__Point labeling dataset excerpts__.
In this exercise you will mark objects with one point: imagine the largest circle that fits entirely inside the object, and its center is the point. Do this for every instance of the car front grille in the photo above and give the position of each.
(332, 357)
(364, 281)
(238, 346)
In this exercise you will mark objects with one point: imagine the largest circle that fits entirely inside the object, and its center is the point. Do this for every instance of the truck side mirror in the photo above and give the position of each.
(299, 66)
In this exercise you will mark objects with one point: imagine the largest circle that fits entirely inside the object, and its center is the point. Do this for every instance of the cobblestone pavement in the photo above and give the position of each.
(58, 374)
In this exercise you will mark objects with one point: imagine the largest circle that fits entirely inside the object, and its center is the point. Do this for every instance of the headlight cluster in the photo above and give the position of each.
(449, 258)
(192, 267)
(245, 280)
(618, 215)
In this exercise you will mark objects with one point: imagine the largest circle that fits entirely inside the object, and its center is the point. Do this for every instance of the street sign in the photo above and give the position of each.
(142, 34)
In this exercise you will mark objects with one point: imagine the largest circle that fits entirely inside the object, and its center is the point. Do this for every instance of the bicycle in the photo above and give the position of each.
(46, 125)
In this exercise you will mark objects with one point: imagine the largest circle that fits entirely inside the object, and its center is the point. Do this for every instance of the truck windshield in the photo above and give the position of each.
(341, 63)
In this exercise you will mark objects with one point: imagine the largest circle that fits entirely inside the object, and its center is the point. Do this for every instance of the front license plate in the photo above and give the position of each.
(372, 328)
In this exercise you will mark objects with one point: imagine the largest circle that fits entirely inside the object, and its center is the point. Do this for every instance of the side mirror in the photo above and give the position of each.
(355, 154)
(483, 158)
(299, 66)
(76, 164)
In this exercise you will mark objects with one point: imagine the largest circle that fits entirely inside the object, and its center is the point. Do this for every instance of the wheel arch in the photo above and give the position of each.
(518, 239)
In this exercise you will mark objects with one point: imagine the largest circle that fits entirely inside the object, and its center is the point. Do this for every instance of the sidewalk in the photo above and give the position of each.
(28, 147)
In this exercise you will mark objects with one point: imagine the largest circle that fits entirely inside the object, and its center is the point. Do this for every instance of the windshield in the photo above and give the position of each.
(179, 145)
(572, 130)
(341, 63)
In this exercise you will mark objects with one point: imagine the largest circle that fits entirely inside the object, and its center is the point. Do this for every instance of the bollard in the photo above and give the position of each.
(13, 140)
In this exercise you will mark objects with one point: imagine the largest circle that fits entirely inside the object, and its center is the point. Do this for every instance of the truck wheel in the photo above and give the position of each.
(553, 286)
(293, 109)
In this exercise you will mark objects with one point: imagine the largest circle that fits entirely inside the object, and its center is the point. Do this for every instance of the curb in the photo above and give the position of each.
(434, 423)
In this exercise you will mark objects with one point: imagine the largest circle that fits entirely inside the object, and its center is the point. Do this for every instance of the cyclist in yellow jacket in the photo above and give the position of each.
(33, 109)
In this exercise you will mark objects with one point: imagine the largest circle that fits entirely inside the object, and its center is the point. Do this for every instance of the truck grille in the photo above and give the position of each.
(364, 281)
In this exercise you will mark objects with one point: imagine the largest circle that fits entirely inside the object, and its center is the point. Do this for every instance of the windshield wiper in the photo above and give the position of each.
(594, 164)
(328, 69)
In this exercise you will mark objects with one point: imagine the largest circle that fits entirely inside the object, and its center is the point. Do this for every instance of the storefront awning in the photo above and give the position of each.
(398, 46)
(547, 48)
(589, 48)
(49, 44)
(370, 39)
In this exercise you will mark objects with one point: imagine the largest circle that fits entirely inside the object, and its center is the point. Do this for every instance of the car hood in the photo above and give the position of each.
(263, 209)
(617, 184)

__Exercise__. Reproduce the listing shown above in its entirety, exactly.

__Complete answer__.
In this exercise you will mark objects with one point: imagine the largest circle that fits entirely inside the object, and its center is the point. Do this for every instance of the car front grille in the photo above and give the position of each.
(332, 357)
(364, 281)
(238, 346)
In this exercise you will mark objects with one point: imagine the largest circle that fits entirely inside the object, and its center is the point. Do this for every instance of the truck side mirror in the photo above and give the position of each.
(299, 66)
In this exercise you will mark objects with one point: imagine the largest circle that fits entirely inside the object, and its center is the point. Do this for every instance of the cobblestone pavement in the photo above and give the position of each.
(58, 374)
In this exercise you will mark objects with one point: imagine the largest circle that fits entirely inside the object, and its center is the point. Do this for every instance of the headlight cluster in the photo above and give the position of each.
(449, 258)
(192, 267)
(245, 280)
(618, 215)
In this exercise you will mark objects with one point: imagine the largest circle that fits entirely inside the object, and its center is the point. Do this for every instance of the street sign in the photo above and give the position of each.
(142, 34)
In this exercise you will mark objects with one point: imagine the largest circle that fits entirely inside the object, and its center is the point. Do this for every instance of the bicycle in the photo above and give the position of each.
(46, 125)
In this exercise you will mark objects with one point: imagine the largest circle that fits entirely inside the object, and its center is the point. Do this for every instance of the truck windshield in the photo above and give the position of each.
(341, 63)
In this exercise you will mark objects with one point: imagine the largest circle that fits entirely inside the object, and its center is the point. Do this for every instance of the front license plate in the photo above and give the position of each.
(372, 328)
In this exercise you will mark objects with one point: imagine the largest circle that fits entirely inside the object, and its center is the point. Do this for every instance of the side mirror in the photo above and give the position of each.
(355, 154)
(483, 158)
(299, 66)
(76, 164)
In this exercise you will mark objects with one point: imagine the largest circle that fits entirely inside the object, and its center is the point. Do this for every instance of the wheel arch in the photo above and give the position of each.
(518, 239)
In this exercise you will mark objects with one point: imagine the largest circle that fits entirely inside the object, and its center is the point. Do this for every instance of the sidewalk in the photo above and give the position of each.
(28, 147)
In this exercise you will mark objects with one point: imagine the largest circle that fits entirely inside the object, and its center is the point. Do this for every instance of the windshield in the photo above and give the position of each.
(179, 145)
(572, 130)
(341, 63)
In this exercise you will mark objects with one point: imagine the largest circle that fits entirely inside the object, and its center is the point. Do this for every instance of the bollard in the photo above and give the position of each.
(13, 140)
In this exercise you will mark objects with one point: imagine the largest circle that fits entirely inside the object, and its center is the point. Do this for every instance of the truck wheel in the photo above and give the position of each.
(553, 286)
(293, 109)
In this exercise you will mark objects with one point: imagine the largest circle that fits entirely inside the object, and its center is the point. Do this for every instance of the curb in the photo above and give the position of each.
(434, 423)
In this exercise you will mark objects with one point: imagine the largest circle that fits entirely inside the object, and its center is the point. Do this for every instance of the cyclist in yellow jacket in the photo above and give the position of each.
(33, 109)
In this exercise you will mark objects with one point: imagine the largest circle that fits entirely inside the object, and its center is the point. Do this for every instance of the truck grille in the photo above and give the position of each.
(364, 281)
In this exercise you will mark objects with one point: imagine the largest circle that fits entirely inside the object, and its center is the point. Do this for every instance of the windshield wiper in the photo above and give the position of each.
(594, 164)
(328, 69)
In this exercise you will mark objects with one point: imagine the largest circle that fits entirely inside the object, and its center is the point. Do this for every instance of the storefront awning in the photo above and give the position of each.
(398, 46)
(547, 48)
(589, 48)
(49, 44)
(370, 39)
In this exercise you will mark objects with one point: imagine the largest circle that fits entirely inside the object, and its center is the point. Do this for every instance of the car hood in the photo above and give the position of each.
(263, 209)
(617, 184)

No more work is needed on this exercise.